(Point-based annotation data)
--------------------
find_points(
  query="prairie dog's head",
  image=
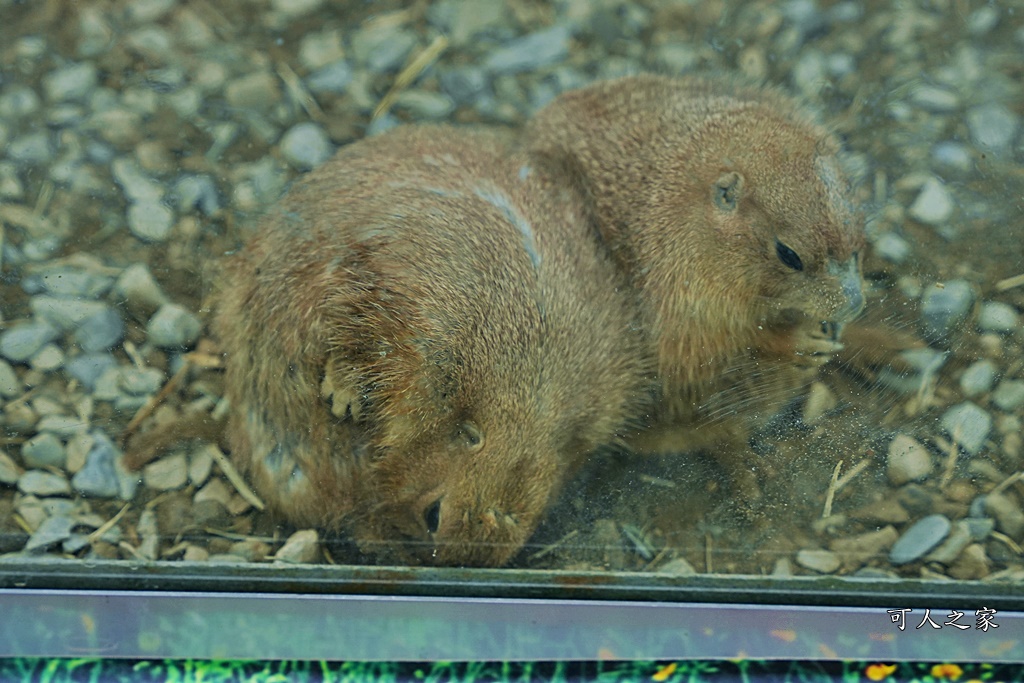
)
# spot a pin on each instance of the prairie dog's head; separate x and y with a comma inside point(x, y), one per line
point(725, 202)
point(778, 206)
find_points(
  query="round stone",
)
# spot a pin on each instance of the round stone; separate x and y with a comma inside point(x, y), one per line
point(907, 461)
point(934, 204)
point(998, 316)
point(43, 450)
point(921, 539)
point(306, 145)
point(151, 221)
point(173, 327)
point(978, 378)
point(969, 424)
point(43, 483)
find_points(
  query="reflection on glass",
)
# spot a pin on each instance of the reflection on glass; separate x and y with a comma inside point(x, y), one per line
point(662, 325)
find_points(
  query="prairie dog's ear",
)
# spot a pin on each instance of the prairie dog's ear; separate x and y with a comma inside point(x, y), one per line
point(727, 190)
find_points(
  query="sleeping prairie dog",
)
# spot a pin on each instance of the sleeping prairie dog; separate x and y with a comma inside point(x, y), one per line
point(415, 357)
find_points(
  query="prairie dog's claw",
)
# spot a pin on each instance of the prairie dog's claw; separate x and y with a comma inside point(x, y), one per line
point(817, 345)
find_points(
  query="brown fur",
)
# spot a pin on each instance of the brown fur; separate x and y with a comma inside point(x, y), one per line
point(408, 328)
point(689, 182)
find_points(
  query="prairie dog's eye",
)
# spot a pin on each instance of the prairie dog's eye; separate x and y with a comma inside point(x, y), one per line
point(470, 435)
point(788, 257)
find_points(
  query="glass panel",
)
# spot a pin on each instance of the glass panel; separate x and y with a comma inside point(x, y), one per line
point(601, 333)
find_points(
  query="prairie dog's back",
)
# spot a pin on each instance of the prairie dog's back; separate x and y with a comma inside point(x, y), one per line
point(414, 349)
--------------------
| Required work |
Rewrite all of the items above as a numbered list, one line per entry, with blank lines left out. Leave the pictures out of your answer.

| Finished task |
1. find_points(
2.   query="prairie dog's head",
3.   image=
4. )
5. # spot a pin on each instance of the prairie dog's head; separate x and y with a comma inside point(x, y), one per line
6. point(725, 202)
7. point(778, 206)
8. find_points(
9.   query="round stone",
10. )
11. # spot a pin on each instance of the round stone; separate x and y with a comma inside point(x, y), one per line
12. point(907, 461)
13. point(934, 204)
14. point(998, 316)
15. point(43, 450)
16. point(921, 539)
17. point(306, 145)
18. point(151, 221)
19. point(173, 327)
20. point(978, 378)
21. point(969, 424)
22. point(43, 483)
23. find_points(
24.   query="reflection on glass",
25. )
26. # spot a pin on each instance of the reflection on glass; separate x and y with a comma inside point(x, y), one per line
27. point(662, 325)
28. find_points(
29.   query="prairie dog's ear",
30. )
31. # spot a pin on each instance of the prairie dog's ear; separate x and y with a comma inside point(x, y), one per line
32. point(727, 190)
33. find_points(
34.   query="sleeping prairie dog",
35. )
36. # spot a pin on each instance of the sleeping prairie dog; separate x and y with a comma inside point(x, y), one per line
37. point(415, 357)
38. find_points(
39.   query="prairie dog's claw",
40. )
41. # spot a pin on each instance of the prairie dog's claw; separate x and y with a comma inside point(x, y), one per line
42. point(817, 345)
43. find_points(
44.   query="brown fur",
45. )
46. # spot a pin on each instance of the brown fur; separate x and y with a comma inside point(x, y), one per line
47. point(408, 328)
48. point(689, 182)
49. find_points(
50.   query="prairie dog's eye",
51. )
52. # spot a pin on each instance of the prairie dog's eye; separate x and y with a comma inside point(x, y), one per line
53. point(470, 435)
54. point(788, 257)
55. find_points(
56.   query="glass panel",
57. )
58. # spot a pin on each instance of the glass panel; separate x and y with a comma inside point(x, y), one per line
59. point(601, 333)
60. find_points(
61.   query="prairie dog's back",
62. )
63. # spot a pin on each instance of the prairie dog's back; separate x and y with a comma inside point(x, y), one per line
64. point(414, 349)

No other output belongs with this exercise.